● **WHAT NEEDS TO BE DONE**:
Take the line that contains "Mark the ponytail with a point." and every line after it in the material below, and quote them exactly.

-- start of ITEMS --

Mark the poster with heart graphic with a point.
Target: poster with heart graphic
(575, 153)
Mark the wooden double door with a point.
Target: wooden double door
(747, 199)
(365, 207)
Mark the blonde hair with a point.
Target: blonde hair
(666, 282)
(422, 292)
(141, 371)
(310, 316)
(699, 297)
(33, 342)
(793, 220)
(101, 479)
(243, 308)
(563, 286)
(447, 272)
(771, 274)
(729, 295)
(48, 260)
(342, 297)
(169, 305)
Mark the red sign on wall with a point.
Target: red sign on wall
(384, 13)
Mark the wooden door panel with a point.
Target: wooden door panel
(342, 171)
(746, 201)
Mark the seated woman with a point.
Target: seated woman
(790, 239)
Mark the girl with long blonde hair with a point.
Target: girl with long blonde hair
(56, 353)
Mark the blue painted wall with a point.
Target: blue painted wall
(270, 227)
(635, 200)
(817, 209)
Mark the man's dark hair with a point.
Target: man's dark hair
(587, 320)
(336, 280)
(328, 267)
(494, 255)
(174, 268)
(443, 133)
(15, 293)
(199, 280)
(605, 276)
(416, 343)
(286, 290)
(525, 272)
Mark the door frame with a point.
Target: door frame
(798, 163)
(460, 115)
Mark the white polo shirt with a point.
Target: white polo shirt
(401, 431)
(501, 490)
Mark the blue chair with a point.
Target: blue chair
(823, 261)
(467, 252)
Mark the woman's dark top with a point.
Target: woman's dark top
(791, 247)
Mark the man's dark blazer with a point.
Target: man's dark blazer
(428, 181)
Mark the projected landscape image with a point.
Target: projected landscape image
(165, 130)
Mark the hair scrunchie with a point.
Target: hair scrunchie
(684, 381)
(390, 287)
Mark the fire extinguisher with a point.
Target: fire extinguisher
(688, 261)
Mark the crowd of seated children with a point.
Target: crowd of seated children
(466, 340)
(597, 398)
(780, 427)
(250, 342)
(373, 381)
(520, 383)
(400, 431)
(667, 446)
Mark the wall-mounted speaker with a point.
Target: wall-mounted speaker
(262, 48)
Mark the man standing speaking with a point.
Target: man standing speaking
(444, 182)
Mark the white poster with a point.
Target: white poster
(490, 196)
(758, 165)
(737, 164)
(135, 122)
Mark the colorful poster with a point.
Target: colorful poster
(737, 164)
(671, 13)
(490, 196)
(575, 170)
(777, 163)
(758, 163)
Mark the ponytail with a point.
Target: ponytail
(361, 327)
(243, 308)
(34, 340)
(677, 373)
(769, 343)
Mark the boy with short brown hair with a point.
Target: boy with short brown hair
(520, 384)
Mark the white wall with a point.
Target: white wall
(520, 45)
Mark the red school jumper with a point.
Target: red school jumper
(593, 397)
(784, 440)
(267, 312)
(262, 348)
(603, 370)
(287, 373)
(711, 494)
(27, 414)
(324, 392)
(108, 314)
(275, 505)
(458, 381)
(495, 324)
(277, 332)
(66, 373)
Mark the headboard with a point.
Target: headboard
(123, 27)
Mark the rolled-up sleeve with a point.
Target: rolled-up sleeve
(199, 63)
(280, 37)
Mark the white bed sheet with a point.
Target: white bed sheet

-- end of ITEMS --

● **REPLY**:
Mark the ponytail with a point.
Target: ponytail
(361, 327)
(243, 308)
(34, 340)
(677, 373)
(769, 343)
Mark the boy with short brown hair with a point.
Target: boy with short brown hair
(520, 384)
Mark the white wall with a point.
Target: white wall
(520, 45)
Mark the red school jumper with a point.
Target: red school jumper
(593, 397)
(784, 440)
(267, 312)
(262, 348)
(603, 370)
(287, 373)
(711, 494)
(27, 414)
(324, 392)
(108, 314)
(275, 505)
(458, 381)
(495, 324)
(277, 332)
(66, 373)
Mark the headboard with a point.
Target: headboard
(123, 27)
Mark the rolled-up sleeve with a point.
Target: rolled-up sleeve
(199, 63)
(280, 37)
Mark the white bed sheet with a point.
Target: white bed sheet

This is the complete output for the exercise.